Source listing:

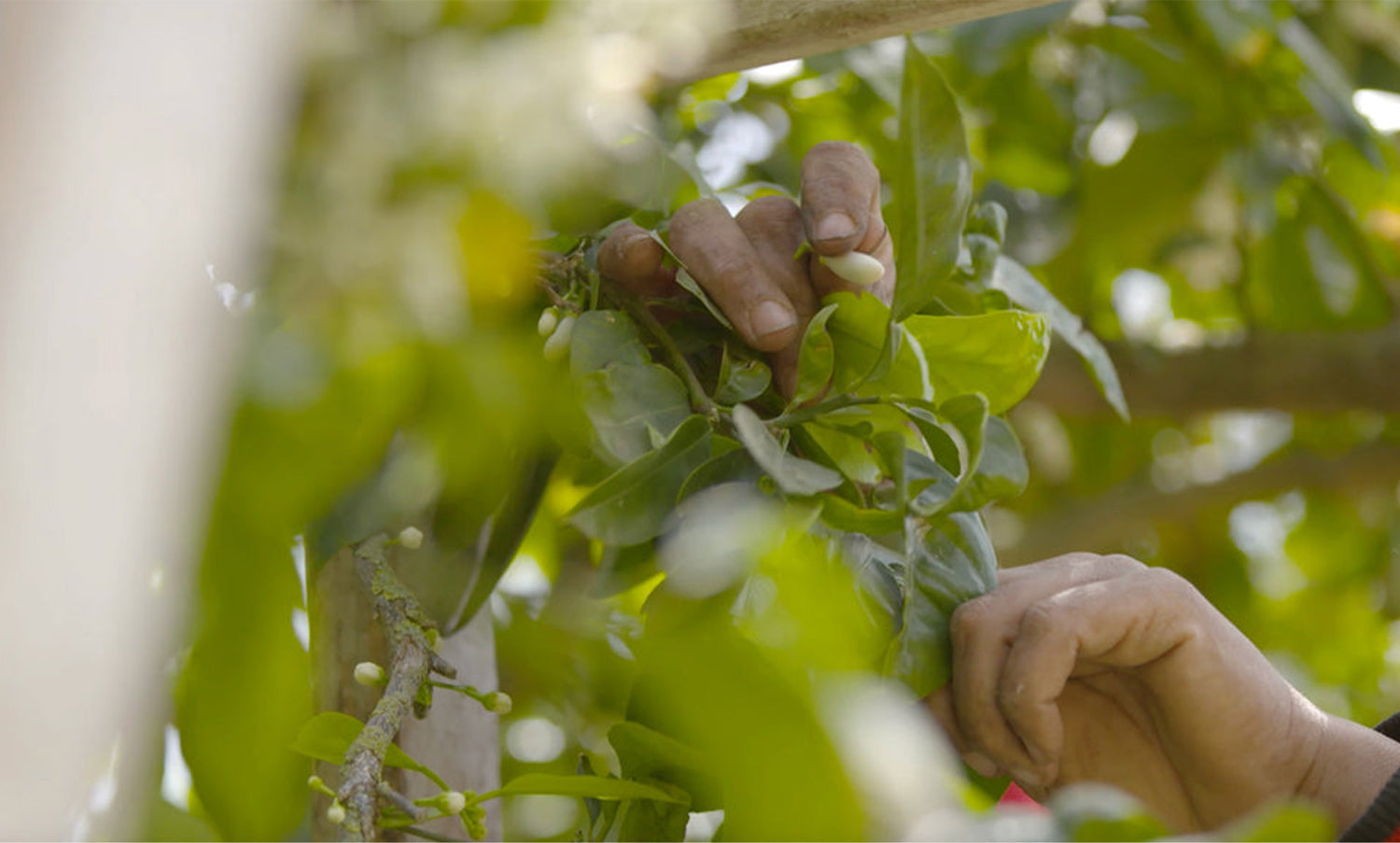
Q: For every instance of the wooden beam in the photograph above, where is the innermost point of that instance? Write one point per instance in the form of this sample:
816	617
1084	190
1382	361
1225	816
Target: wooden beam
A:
767	31
1319	372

→ **THE TASK**
Transcribe the listing above word for word, including every line of text in it. Leave out the picture.

→ **WORKED SOLUTION**
Q: For every instance of the wooden beam in the photograph above, where is the innermost point of that instance? Write one point per instance in the form of this sample:
816	617
1084	190
1382	361
1225	816
Target: wooden beam
A:
767	31
1319	372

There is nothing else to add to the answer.